Não é preciso ter visto o filme de Carlos Saura para entender o significado da célebre expressão espanhola.
O rojão na cabeça que matou o cinegrafista Santiago Andrade da TV Bandeirantes durante um distúrbio no Rio é o olho arrancado por um corvo criado, alimentado, paparicado e incentivado por boa parte do pensamento político que imagina construir uma sociedade perfeita cheia de fadas Sininho e de rios de leite e mel, onde a justiça social estará disponível nas prateleiras dos supermercados a preços de liquidação.
Não importa se o morteiro foi disparado por 150 reais. Há assassinatos mais baratos do que esse disponíveis no mercado. Importa é o caldo da cultura que criou assassinos-vítimas que aparecem com cara de Dr. Jeckyll nos seus gestos de confissão e arrependimento e são fotografados em ação no auge de sua monstruosa transfiguração de Mr. Hyde.
Se, além do curling, houvesse na olimpíada russa de inverno que transcorre em Sochi a modalidade de pisar em ovos, a imprensa, as autoridades, os políticos e o governo brasileiro criariam um escrete imbatível.

▬▬▬

EXERCÍCIO CURTO A: Mostre cada linha das entradas em que aparece a palavra "cabinet", levando em conta maiúsculas e minúsculas.

▬▬▬

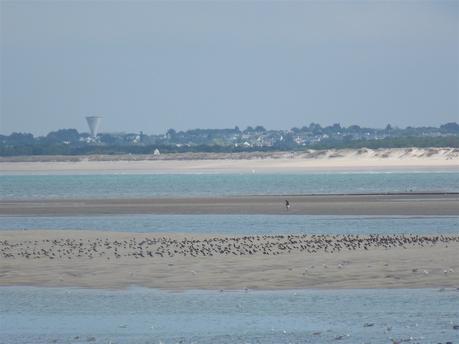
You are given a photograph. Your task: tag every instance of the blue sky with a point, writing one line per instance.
(156, 65)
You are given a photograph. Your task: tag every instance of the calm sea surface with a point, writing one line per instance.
(59, 315)
(241, 224)
(188, 185)
(137, 315)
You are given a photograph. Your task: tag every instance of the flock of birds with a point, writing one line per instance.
(159, 247)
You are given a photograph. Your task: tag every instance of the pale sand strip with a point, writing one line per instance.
(438, 159)
(370, 204)
(411, 266)
(296, 165)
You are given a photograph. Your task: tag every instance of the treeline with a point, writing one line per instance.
(65, 149)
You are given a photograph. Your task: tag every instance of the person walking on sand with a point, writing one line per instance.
(287, 205)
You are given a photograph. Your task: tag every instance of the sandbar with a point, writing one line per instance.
(93, 259)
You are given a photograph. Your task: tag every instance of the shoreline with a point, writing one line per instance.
(410, 204)
(180, 262)
(344, 160)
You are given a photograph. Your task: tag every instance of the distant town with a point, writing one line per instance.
(312, 136)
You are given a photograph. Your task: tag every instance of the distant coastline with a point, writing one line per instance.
(364, 159)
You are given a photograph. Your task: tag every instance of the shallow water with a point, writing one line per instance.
(44, 315)
(241, 224)
(189, 185)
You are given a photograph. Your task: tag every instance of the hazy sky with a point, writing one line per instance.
(156, 65)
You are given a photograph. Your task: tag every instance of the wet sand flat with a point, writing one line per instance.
(183, 261)
(370, 204)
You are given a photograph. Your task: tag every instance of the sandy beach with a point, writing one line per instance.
(395, 159)
(357, 204)
(182, 261)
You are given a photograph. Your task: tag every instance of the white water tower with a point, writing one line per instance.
(93, 123)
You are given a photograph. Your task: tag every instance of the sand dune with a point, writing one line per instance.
(183, 261)
(255, 162)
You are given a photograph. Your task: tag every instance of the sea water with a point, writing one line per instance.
(137, 315)
(240, 224)
(191, 185)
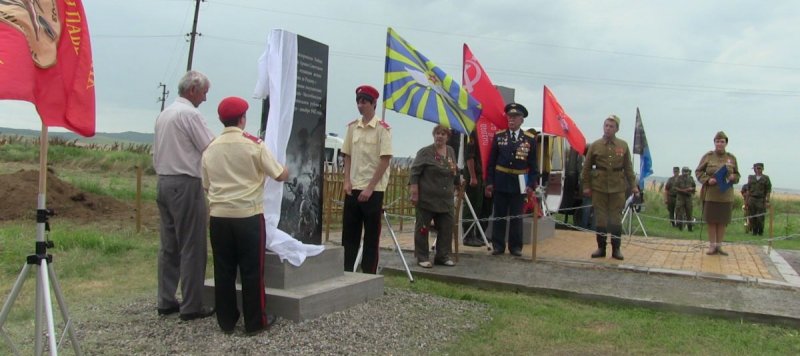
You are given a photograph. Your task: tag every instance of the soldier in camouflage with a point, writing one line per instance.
(760, 189)
(685, 188)
(670, 194)
(607, 173)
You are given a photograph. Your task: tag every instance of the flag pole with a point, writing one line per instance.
(385, 75)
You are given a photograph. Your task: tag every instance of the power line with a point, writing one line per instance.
(531, 43)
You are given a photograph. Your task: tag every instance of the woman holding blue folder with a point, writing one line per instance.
(717, 171)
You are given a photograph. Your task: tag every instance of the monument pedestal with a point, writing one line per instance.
(319, 286)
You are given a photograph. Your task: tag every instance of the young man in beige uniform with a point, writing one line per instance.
(235, 167)
(368, 149)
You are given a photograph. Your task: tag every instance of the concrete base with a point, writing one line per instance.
(317, 299)
(319, 286)
(545, 228)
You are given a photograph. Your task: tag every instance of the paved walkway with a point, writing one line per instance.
(750, 284)
(683, 257)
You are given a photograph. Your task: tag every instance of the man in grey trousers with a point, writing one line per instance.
(181, 135)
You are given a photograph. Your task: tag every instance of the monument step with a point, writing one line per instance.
(328, 264)
(316, 299)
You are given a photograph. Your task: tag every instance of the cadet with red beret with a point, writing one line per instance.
(235, 168)
(368, 149)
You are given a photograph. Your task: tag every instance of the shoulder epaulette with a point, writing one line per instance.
(250, 137)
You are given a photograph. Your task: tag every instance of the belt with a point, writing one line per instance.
(511, 170)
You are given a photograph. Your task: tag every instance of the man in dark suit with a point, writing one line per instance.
(511, 174)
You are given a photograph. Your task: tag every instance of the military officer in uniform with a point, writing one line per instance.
(760, 189)
(670, 194)
(511, 174)
(684, 188)
(607, 173)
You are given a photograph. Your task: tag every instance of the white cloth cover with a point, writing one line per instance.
(277, 79)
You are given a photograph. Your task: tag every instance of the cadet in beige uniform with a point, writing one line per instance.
(607, 173)
(368, 149)
(717, 204)
(235, 168)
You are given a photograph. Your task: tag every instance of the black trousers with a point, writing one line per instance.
(505, 205)
(355, 216)
(238, 244)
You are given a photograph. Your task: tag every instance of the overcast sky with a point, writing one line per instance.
(692, 67)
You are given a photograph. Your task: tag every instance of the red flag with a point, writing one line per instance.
(477, 83)
(556, 122)
(48, 61)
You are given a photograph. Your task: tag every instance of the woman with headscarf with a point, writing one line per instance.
(433, 179)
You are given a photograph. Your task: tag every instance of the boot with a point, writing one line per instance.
(616, 244)
(601, 246)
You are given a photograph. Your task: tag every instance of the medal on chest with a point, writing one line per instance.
(523, 150)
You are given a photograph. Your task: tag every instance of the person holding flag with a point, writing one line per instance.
(512, 174)
(606, 175)
(717, 172)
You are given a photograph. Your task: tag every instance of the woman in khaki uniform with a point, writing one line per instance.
(717, 203)
(433, 180)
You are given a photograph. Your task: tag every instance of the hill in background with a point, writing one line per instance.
(101, 138)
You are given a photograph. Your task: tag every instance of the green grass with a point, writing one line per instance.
(786, 223)
(540, 324)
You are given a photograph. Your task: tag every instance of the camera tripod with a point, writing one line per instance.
(45, 277)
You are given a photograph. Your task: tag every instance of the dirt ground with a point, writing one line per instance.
(19, 193)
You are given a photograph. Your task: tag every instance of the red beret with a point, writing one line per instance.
(368, 91)
(232, 107)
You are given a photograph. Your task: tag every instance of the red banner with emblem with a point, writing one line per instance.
(46, 59)
(556, 122)
(477, 83)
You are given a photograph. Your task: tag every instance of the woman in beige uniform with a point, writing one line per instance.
(717, 203)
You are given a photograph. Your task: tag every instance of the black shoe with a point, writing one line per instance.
(271, 319)
(472, 241)
(168, 311)
(204, 312)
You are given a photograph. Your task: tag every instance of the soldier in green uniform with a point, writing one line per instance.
(760, 188)
(745, 211)
(685, 188)
(607, 173)
(670, 194)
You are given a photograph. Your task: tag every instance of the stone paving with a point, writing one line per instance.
(744, 262)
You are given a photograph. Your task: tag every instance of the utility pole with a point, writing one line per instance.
(164, 94)
(193, 34)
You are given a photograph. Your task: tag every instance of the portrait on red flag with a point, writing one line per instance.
(46, 59)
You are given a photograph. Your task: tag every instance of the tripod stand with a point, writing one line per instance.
(396, 245)
(628, 213)
(45, 276)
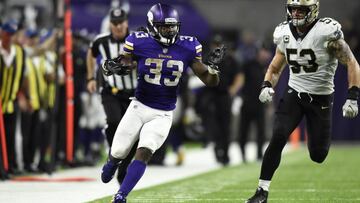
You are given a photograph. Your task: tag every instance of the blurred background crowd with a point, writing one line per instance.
(51, 120)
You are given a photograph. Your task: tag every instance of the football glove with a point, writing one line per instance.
(215, 58)
(350, 108)
(115, 66)
(267, 92)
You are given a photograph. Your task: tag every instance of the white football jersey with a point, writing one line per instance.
(312, 68)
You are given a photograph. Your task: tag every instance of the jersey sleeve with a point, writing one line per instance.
(331, 30)
(198, 50)
(94, 46)
(130, 44)
(278, 36)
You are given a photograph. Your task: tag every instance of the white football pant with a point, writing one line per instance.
(151, 126)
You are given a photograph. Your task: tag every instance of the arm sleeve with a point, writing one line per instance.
(331, 30)
(278, 37)
(198, 50)
(94, 46)
(129, 45)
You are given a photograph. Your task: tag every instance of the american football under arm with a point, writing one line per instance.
(201, 71)
(90, 64)
(275, 68)
(342, 52)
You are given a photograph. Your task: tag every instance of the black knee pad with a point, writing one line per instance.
(318, 155)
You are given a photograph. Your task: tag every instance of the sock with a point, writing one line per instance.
(134, 172)
(264, 184)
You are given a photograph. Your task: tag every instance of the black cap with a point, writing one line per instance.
(10, 26)
(117, 15)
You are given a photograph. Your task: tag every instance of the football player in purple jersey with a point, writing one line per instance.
(162, 57)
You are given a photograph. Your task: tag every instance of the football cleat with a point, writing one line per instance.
(260, 196)
(119, 198)
(108, 171)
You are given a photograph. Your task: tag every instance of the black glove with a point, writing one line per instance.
(115, 66)
(215, 57)
(142, 29)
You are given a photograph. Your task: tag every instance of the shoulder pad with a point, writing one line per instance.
(279, 32)
(330, 28)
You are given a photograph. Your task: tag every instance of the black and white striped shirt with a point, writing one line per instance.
(106, 47)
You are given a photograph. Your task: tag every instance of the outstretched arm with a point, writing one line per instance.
(208, 76)
(342, 52)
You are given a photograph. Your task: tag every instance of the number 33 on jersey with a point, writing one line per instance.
(312, 67)
(161, 67)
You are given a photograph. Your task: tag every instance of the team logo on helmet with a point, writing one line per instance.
(312, 9)
(163, 23)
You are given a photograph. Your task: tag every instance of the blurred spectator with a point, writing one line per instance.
(12, 67)
(216, 114)
(35, 119)
(252, 110)
(115, 89)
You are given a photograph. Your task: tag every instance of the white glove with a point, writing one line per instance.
(266, 94)
(350, 108)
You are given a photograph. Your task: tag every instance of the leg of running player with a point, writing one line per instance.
(288, 115)
(153, 134)
(318, 120)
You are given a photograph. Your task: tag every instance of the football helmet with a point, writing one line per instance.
(311, 7)
(163, 23)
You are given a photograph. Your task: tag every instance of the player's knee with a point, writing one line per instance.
(318, 155)
(143, 154)
(111, 129)
(118, 151)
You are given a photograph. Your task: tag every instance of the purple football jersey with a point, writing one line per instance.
(160, 67)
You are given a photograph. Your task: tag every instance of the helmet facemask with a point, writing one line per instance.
(163, 24)
(311, 13)
(166, 33)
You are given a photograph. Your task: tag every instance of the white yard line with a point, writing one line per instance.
(197, 161)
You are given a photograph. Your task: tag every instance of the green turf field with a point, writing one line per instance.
(297, 180)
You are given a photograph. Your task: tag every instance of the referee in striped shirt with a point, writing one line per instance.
(115, 89)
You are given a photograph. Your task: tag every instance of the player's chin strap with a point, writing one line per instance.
(213, 69)
(353, 93)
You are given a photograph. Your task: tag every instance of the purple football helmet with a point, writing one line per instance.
(163, 23)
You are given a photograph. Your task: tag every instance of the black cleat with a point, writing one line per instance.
(260, 196)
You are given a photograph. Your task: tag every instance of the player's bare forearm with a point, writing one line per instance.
(342, 52)
(202, 72)
(275, 68)
(90, 64)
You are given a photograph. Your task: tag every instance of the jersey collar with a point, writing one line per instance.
(296, 34)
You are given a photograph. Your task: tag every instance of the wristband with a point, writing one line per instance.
(353, 93)
(90, 79)
(212, 71)
(266, 84)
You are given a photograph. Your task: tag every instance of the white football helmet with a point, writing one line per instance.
(312, 7)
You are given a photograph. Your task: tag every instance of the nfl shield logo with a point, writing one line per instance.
(286, 38)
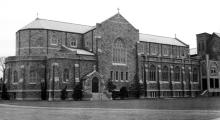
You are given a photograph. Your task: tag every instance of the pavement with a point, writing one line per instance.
(19, 112)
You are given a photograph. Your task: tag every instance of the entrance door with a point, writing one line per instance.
(95, 85)
(204, 84)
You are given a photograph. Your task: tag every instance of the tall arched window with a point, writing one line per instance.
(152, 73)
(65, 75)
(33, 74)
(165, 73)
(119, 52)
(15, 76)
(195, 75)
(177, 74)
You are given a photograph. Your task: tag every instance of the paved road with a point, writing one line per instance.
(12, 112)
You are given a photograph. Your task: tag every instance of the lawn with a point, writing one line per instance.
(212, 103)
(144, 109)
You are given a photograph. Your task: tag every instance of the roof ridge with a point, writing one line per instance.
(64, 22)
(156, 35)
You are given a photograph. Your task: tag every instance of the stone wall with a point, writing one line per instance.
(38, 42)
(110, 30)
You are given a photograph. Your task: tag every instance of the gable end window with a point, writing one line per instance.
(53, 39)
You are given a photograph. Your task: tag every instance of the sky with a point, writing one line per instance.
(185, 18)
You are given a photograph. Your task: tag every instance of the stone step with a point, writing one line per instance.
(99, 96)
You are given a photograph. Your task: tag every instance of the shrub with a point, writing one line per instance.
(77, 93)
(110, 86)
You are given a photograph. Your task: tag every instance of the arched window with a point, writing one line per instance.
(73, 42)
(165, 73)
(187, 75)
(33, 74)
(65, 75)
(195, 75)
(213, 69)
(15, 76)
(119, 52)
(152, 73)
(177, 74)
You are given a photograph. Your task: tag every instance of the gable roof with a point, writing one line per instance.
(193, 51)
(218, 34)
(116, 17)
(160, 39)
(56, 25)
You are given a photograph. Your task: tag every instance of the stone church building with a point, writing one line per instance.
(53, 55)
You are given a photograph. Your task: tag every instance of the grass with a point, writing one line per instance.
(143, 109)
(212, 103)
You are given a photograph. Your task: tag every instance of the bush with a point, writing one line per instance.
(123, 93)
(78, 93)
(110, 86)
(64, 93)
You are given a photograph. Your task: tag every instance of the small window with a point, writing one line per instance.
(152, 73)
(111, 75)
(53, 40)
(195, 75)
(126, 76)
(165, 51)
(165, 73)
(65, 75)
(15, 76)
(33, 74)
(116, 75)
(122, 75)
(73, 43)
(177, 73)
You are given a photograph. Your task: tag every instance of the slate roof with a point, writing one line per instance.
(193, 51)
(56, 25)
(160, 39)
(218, 34)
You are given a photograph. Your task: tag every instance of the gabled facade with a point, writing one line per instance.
(209, 52)
(52, 56)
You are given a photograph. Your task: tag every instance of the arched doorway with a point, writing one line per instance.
(95, 85)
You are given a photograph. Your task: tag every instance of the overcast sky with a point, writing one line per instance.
(185, 18)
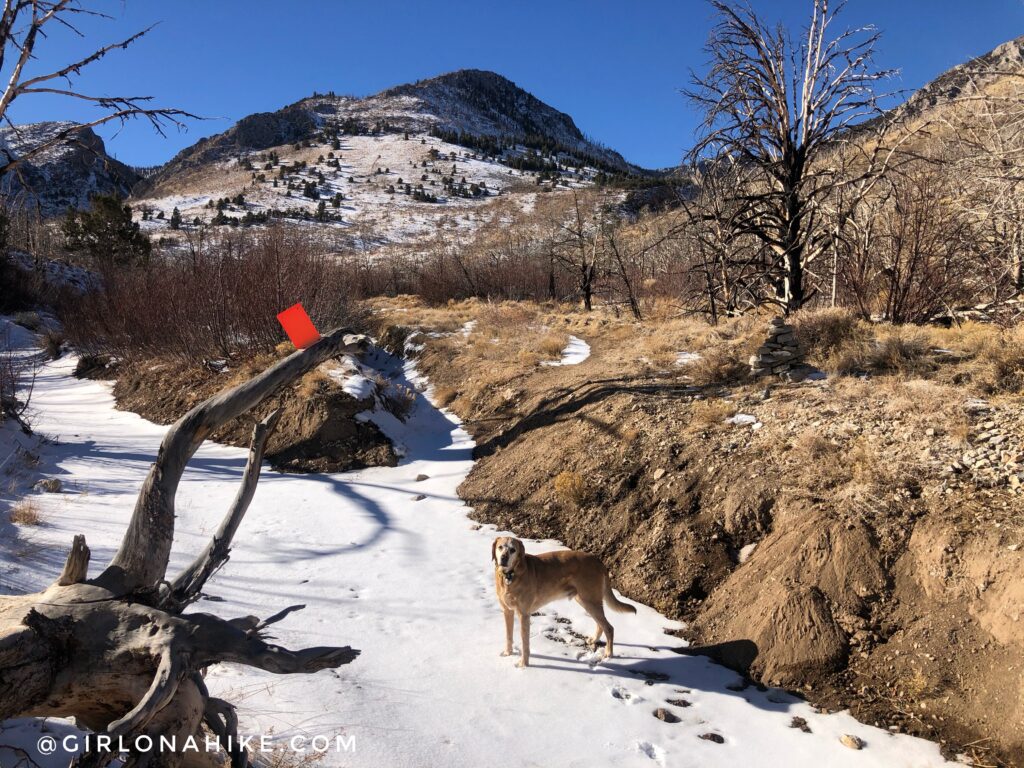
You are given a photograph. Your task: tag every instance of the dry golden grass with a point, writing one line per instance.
(444, 395)
(553, 344)
(725, 364)
(571, 489)
(26, 512)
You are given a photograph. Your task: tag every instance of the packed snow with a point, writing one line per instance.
(574, 352)
(389, 562)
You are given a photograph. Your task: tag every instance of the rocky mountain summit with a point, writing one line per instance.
(66, 175)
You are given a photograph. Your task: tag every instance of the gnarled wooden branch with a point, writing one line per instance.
(141, 560)
(187, 587)
(77, 564)
(57, 648)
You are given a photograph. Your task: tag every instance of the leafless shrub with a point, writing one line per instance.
(26, 512)
(823, 331)
(50, 341)
(17, 375)
(223, 298)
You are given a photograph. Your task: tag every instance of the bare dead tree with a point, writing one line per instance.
(116, 651)
(782, 110)
(23, 25)
(985, 142)
(578, 249)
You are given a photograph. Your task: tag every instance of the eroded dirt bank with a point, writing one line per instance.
(839, 538)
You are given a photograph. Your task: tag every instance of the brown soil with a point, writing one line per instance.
(881, 580)
(317, 430)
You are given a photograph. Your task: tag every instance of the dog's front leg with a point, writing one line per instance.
(509, 625)
(524, 638)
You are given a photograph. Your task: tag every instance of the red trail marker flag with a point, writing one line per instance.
(299, 328)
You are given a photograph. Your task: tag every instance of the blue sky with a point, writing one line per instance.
(615, 67)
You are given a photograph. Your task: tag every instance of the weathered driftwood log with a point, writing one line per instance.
(116, 651)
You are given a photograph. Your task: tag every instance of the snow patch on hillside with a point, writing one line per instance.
(386, 560)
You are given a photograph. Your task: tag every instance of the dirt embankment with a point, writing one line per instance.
(317, 430)
(857, 540)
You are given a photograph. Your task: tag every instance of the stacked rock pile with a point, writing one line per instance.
(994, 458)
(779, 353)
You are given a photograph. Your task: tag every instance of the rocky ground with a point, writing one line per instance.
(856, 538)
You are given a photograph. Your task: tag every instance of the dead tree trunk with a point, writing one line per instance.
(116, 651)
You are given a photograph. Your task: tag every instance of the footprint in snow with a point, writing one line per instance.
(621, 693)
(653, 752)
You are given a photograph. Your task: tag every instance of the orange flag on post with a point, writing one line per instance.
(299, 328)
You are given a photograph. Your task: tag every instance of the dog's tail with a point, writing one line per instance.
(613, 602)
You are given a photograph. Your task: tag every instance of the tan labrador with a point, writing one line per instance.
(525, 583)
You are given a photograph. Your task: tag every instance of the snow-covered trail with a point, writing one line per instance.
(410, 583)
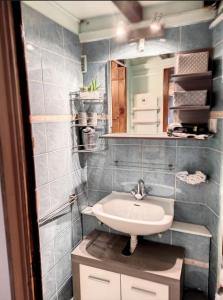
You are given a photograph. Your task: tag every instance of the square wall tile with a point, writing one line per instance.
(43, 199)
(196, 247)
(206, 193)
(125, 156)
(96, 51)
(31, 21)
(63, 243)
(60, 191)
(79, 178)
(58, 164)
(196, 278)
(36, 98)
(195, 36)
(90, 223)
(96, 71)
(72, 46)
(191, 213)
(47, 257)
(58, 135)
(39, 138)
(51, 35)
(66, 291)
(72, 76)
(76, 232)
(49, 284)
(213, 226)
(75, 210)
(95, 196)
(192, 159)
(41, 169)
(160, 184)
(125, 180)
(53, 68)
(100, 160)
(99, 179)
(159, 158)
(33, 60)
(63, 270)
(57, 101)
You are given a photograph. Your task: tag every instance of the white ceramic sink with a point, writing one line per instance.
(122, 212)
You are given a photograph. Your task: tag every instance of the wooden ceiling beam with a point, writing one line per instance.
(132, 10)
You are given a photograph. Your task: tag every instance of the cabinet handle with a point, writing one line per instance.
(143, 291)
(99, 279)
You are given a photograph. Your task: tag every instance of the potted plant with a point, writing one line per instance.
(91, 91)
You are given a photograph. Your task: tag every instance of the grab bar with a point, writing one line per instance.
(57, 210)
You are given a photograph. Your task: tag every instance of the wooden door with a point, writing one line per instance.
(119, 105)
(16, 160)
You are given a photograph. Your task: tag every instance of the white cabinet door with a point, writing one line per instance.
(99, 284)
(139, 289)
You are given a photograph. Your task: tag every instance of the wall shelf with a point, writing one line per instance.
(87, 142)
(163, 136)
(145, 109)
(192, 76)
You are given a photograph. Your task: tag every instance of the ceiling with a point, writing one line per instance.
(90, 9)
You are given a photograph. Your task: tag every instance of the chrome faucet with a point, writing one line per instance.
(140, 191)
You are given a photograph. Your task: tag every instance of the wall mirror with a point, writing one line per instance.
(141, 94)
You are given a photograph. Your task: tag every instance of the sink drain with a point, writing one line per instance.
(126, 249)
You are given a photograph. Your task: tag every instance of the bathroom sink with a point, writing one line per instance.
(122, 212)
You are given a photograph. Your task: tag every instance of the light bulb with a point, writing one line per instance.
(121, 30)
(155, 26)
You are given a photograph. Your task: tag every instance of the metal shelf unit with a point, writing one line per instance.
(82, 104)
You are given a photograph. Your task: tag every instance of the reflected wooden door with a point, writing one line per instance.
(119, 106)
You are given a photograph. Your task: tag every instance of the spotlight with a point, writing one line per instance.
(156, 25)
(121, 30)
(29, 47)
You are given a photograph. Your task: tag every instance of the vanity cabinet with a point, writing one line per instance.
(135, 288)
(97, 284)
(102, 272)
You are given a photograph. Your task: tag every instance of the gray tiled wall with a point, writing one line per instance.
(53, 62)
(216, 148)
(149, 159)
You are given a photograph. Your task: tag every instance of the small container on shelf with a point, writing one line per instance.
(190, 98)
(189, 63)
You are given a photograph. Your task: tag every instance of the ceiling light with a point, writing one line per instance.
(121, 30)
(29, 47)
(141, 45)
(156, 25)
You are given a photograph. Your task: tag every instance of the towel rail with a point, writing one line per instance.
(151, 165)
(57, 210)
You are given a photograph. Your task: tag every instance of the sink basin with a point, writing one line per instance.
(122, 212)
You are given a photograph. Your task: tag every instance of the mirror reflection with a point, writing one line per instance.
(141, 93)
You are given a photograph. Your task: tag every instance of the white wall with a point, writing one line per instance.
(5, 293)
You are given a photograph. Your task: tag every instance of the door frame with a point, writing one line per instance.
(16, 160)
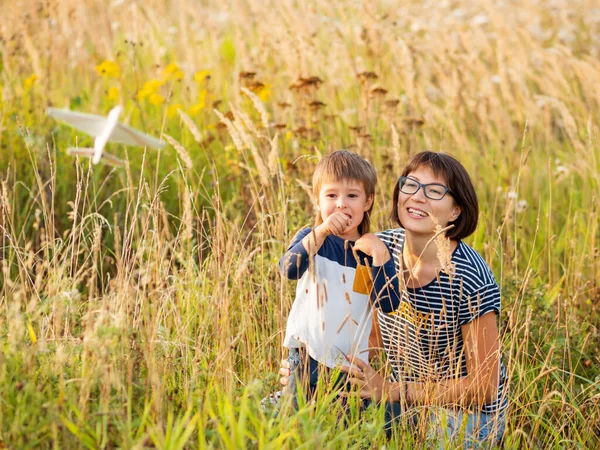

▬▬▬

EXERCÍCIO CURTO B: Substitua "morteiro" por "foguete" e reproduza o texto inteiro desde "Não importa se" até "um escrete imbatível.".

RESPOSTA A:
You are given a photograph. Your task: tag every instance of the cabinet handle with a point, writing one line per instance.
You are given a photograph. Your task: tag every instance of the white cabinet door with a point, writing one line per instance.
You are given a photograph. Your task: tag every instance of the vanity cabinet with a point, writing one line per instance.

RESPOSTA B:
Não importa se o foguete foi disparado por 150 reais. Há assassinatos mais baratos do que esse disponíveis no mercado. Importa é o caldo da cultura que criou assassinos-vítimas que aparecem com cara de Dr. Jeckyll nos seus gestos de confissão e arrependimento e são fotografados em ação no auge de sua monstruosa transfiguração de Mr. Hyde.
Se, além do curling, houvesse na olimpíada russa de inverno que transcorre em Sochi a modalidade de pisar em ovos, a imprensa, as autoridades, os políticos e o governo brasileiro criariam um escrete imbatível.